_ИСХОДНЫЙ ОТРЫВОК_
· · · ·

Когда Ане исполнилось три, ее кроватка развалилась. Доски из ДСП крошились, трещали, и надо было срочно искать нечто новое. Но в 1989-м достать нормальную койку для ребенка оказалось делом невозможным. Промотавшись целый день по мебельным магазинам, я вернулась ни с чем и принялась заматывать доски в местах разломов широким лейкопластырем. Аня удивленно спросила, почему я не купила ей новую кровать. Я ответила: потому, что их нет в магазинах.
– А почему их нет в магазинах?
От усталости и злости я сказала в ответ ужасную глупость:
– Потому что мы живем в такой стране!
– Мамочка, а мы здесь совсем не погибнем? – спросила трехлетняя Аня.
Наверное, это было вчера. Это еще продолжалось прошлое.
Как-то в ноябре 1990-го мы с Аней отправились за продуктами. В «моло€чке» и в угловом гастрономе прилавки были пусты. То есть совершенно пусты. Стерильны. И таким же был холодильник у нас дома. Аня очень хотела кушать. Я тоже. Мы бродили с ней под мокрым снегом, мы вышли на Тверскую, но и там не сумели купить ничего съестного. Оставалась наша Тишинка, тогда еще старая, грязная, воровская, однако внушавшая надежду на кусок мяса – пусть жутко дорогой, но это неважно.

· · · ·

_ИСХОДНЫЕ ДАННЫЕ_
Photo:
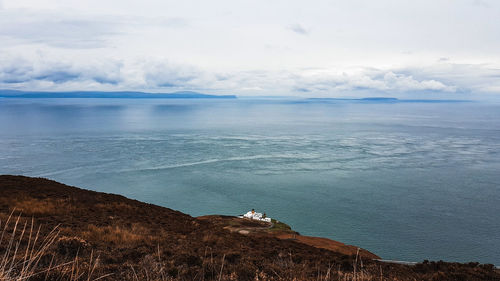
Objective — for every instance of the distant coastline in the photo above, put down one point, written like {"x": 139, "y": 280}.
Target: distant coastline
{"x": 121, "y": 95}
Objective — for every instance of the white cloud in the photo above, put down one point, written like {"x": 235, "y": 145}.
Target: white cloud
{"x": 253, "y": 48}
{"x": 299, "y": 29}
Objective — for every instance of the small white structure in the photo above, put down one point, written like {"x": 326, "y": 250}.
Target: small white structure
{"x": 255, "y": 216}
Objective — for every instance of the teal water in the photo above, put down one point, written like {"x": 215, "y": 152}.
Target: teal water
{"x": 407, "y": 181}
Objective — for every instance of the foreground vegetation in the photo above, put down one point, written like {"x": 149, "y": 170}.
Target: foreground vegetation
{"x": 55, "y": 232}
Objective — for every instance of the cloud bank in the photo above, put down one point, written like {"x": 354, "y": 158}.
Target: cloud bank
{"x": 356, "y": 49}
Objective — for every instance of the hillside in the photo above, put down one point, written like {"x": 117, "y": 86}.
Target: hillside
{"x": 139, "y": 241}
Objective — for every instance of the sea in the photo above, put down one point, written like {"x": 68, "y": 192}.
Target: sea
{"x": 406, "y": 180}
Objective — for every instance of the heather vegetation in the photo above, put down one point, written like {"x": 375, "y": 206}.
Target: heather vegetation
{"x": 50, "y": 231}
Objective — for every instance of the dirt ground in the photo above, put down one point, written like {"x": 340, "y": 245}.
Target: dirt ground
{"x": 139, "y": 241}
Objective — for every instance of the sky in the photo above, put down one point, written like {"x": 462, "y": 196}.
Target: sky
{"x": 420, "y": 49}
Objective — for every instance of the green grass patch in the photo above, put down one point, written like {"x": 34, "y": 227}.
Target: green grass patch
{"x": 280, "y": 226}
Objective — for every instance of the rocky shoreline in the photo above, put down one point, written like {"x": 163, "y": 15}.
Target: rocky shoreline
{"x": 140, "y": 241}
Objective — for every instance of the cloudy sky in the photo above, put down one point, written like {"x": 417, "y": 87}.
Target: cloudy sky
{"x": 426, "y": 49}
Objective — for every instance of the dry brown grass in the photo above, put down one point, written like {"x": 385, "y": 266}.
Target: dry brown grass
{"x": 22, "y": 248}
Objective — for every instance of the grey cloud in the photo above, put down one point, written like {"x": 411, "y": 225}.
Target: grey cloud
{"x": 442, "y": 77}
{"x": 73, "y": 31}
{"x": 299, "y": 29}
{"x": 56, "y": 30}
{"x": 19, "y": 71}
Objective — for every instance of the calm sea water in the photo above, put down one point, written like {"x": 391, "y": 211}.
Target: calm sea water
{"x": 408, "y": 181}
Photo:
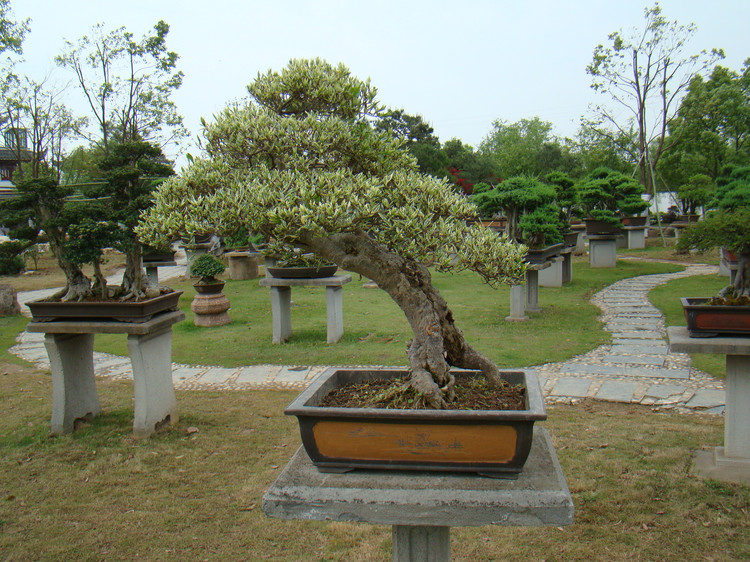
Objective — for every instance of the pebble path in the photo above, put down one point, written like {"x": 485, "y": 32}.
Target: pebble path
{"x": 636, "y": 367}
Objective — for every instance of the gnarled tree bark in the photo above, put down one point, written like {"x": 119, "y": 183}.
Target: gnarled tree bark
{"x": 438, "y": 344}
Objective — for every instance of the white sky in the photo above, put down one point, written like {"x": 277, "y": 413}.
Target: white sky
{"x": 460, "y": 64}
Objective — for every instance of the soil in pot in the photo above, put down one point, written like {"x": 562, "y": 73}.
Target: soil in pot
{"x": 471, "y": 394}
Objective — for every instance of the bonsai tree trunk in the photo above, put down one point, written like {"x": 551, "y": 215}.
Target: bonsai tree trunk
{"x": 438, "y": 344}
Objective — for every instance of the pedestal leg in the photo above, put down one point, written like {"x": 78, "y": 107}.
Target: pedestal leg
{"x": 335, "y": 313}
{"x": 281, "y": 310}
{"x": 532, "y": 291}
{"x": 517, "y": 304}
{"x": 74, "y": 396}
{"x": 737, "y": 412}
{"x": 155, "y": 402}
{"x": 567, "y": 267}
{"x": 427, "y": 544}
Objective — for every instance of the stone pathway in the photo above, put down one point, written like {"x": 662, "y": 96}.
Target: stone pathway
{"x": 636, "y": 368}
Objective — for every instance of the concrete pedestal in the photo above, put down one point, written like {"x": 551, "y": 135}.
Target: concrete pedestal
{"x": 553, "y": 275}
{"x": 242, "y": 265}
{"x": 517, "y": 304}
{"x": 281, "y": 301}
{"x": 70, "y": 346}
{"x": 602, "y": 250}
{"x": 421, "y": 507}
{"x": 636, "y": 236}
{"x": 732, "y": 461}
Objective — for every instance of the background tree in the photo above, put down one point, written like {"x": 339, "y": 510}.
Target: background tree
{"x": 645, "y": 75}
{"x": 301, "y": 165}
{"x": 128, "y": 85}
{"x": 419, "y": 139}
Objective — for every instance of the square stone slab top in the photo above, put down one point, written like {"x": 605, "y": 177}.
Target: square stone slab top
{"x": 539, "y": 496}
{"x": 159, "y": 322}
{"x": 335, "y": 281}
{"x": 681, "y": 342}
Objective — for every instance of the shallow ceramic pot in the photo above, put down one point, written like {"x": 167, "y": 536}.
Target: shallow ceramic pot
{"x": 129, "y": 311}
{"x": 493, "y": 442}
{"x": 705, "y": 321}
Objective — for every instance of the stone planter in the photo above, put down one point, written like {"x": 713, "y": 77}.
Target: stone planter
{"x": 704, "y": 320}
{"x": 541, "y": 255}
{"x": 303, "y": 272}
{"x": 127, "y": 311}
{"x": 494, "y": 443}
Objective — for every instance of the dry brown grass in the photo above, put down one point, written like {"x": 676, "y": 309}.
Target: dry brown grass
{"x": 98, "y": 494}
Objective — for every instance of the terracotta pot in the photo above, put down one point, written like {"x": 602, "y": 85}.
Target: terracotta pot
{"x": 493, "y": 442}
{"x": 129, "y": 311}
{"x": 704, "y": 320}
{"x": 303, "y": 272}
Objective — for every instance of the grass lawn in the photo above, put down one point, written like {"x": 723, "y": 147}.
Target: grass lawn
{"x": 98, "y": 494}
{"x": 376, "y": 332}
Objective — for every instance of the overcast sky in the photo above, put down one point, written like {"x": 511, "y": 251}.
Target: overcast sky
{"x": 460, "y": 64}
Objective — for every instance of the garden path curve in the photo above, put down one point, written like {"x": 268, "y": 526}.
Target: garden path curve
{"x": 636, "y": 367}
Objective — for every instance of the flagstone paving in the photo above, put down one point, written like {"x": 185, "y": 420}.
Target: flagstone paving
{"x": 635, "y": 368}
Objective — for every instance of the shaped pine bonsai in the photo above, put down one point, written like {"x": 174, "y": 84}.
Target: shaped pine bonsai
{"x": 727, "y": 227}
{"x": 207, "y": 267}
{"x": 302, "y": 164}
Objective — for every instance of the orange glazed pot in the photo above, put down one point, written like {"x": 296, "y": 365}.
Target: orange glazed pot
{"x": 489, "y": 442}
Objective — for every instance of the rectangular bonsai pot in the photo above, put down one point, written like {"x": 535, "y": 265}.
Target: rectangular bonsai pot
{"x": 704, "y": 320}
{"x": 130, "y": 311}
{"x": 491, "y": 442}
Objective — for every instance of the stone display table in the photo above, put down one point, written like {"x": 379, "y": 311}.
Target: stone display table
{"x": 532, "y": 286}
{"x": 152, "y": 269}
{"x": 732, "y": 461}
{"x": 70, "y": 347}
{"x": 636, "y": 236}
{"x": 602, "y": 250}
{"x": 422, "y": 507}
{"x": 281, "y": 301}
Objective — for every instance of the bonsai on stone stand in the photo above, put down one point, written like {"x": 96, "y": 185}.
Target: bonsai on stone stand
{"x": 210, "y": 304}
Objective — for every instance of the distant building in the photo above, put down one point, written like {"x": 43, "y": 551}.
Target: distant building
{"x": 10, "y": 156}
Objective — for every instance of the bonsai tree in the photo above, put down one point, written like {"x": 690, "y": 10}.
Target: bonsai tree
{"x": 607, "y": 195}
{"x": 515, "y": 197}
{"x": 207, "y": 267}
{"x": 727, "y": 227}
{"x": 301, "y": 163}
{"x": 698, "y": 191}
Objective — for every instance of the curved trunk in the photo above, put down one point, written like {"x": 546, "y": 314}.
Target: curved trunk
{"x": 438, "y": 344}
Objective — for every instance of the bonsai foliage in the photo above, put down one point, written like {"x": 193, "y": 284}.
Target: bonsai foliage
{"x": 727, "y": 227}
{"x": 698, "y": 191}
{"x": 519, "y": 196}
{"x": 207, "y": 267}
{"x": 301, "y": 163}
{"x": 607, "y": 195}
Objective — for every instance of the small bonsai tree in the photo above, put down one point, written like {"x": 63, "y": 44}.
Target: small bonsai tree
{"x": 302, "y": 164}
{"x": 698, "y": 191}
{"x": 516, "y": 197}
{"x": 607, "y": 195}
{"x": 727, "y": 227}
{"x": 207, "y": 267}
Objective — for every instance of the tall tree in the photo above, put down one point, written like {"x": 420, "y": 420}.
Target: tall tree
{"x": 645, "y": 74}
{"x": 128, "y": 85}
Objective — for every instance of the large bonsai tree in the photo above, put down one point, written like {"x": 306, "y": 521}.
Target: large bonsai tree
{"x": 301, "y": 164}
{"x": 727, "y": 227}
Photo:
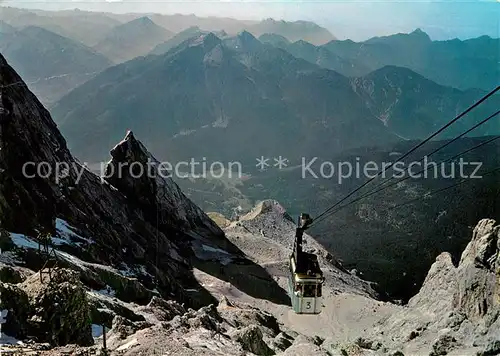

· · · ·

_ЧТО СДЕЛАТЬ_
- A) Чем в отрывке заматывали доски кроватки в местах разломов?
- B) Процитируйте часть отрывка: начните с фрагмента, содержащего слова «Наверное, это было», и закончите после слов «но это неважно.».

_ИТОГОВЫЕ ОТВЕТЫ_
- A) Широким лейкопластырем.

- B)
Наверное, это было вчера. Это еще продолжалось прошлое.
Как-то в ноябре 1990-го мы с Аней отправились за продуктами. В «моло€чке» и в угловом гастрономе прилавки были пусты. То есть совершенно пусты. Стерильны. И таким же был холодильник у нас дома. Аня очень хотела кушать. Я тоже. Мы бродили с ней под мокрым снегом, мы вышли на Тверскую, но и там не сумели купить ничего съестного. Оставалась наша Тишинка, тогда еще старая, грязная, воровская, однако внушавшая надежду на кусок мяса – пусть жутко дорогой, но это неважно.